Source material:
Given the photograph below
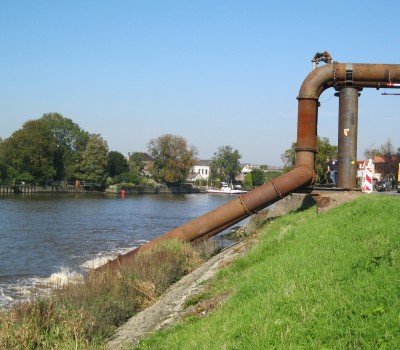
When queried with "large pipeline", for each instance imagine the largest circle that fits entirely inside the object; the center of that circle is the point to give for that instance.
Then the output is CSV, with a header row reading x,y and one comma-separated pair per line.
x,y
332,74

To be done: Please copy every line of the records above word for word, leaving out the pictures.

Result of this task:
Given the photograph below
When queried with "large pipeline", for each instance imagine the largest circle that fits entirely inside the object; the center of that circle is the point to give for that instance.
Then the output is CSV, with a header row reading x,y and one comma-separated pair per line.
x,y
332,74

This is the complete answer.